- **Exercise details**
Copy each of the following rows word for word, keeping every line in its original order.

--- Start of Source data ---

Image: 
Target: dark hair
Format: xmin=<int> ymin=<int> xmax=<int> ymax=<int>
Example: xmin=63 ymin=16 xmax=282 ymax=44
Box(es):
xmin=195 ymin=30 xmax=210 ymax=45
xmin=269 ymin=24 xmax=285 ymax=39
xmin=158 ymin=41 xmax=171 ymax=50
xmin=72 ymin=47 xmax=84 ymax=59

--- End of Source data ---

- **Written answer**
Image: 
Target: dark hair
Format: xmin=<int> ymin=<int> xmax=<int> ymax=<int>
Example: xmin=63 ymin=16 xmax=282 ymax=44
Box(es):
xmin=195 ymin=30 xmax=210 ymax=45
xmin=269 ymin=24 xmax=285 ymax=39
xmin=158 ymin=41 xmax=171 ymax=50
xmin=72 ymin=47 xmax=84 ymax=59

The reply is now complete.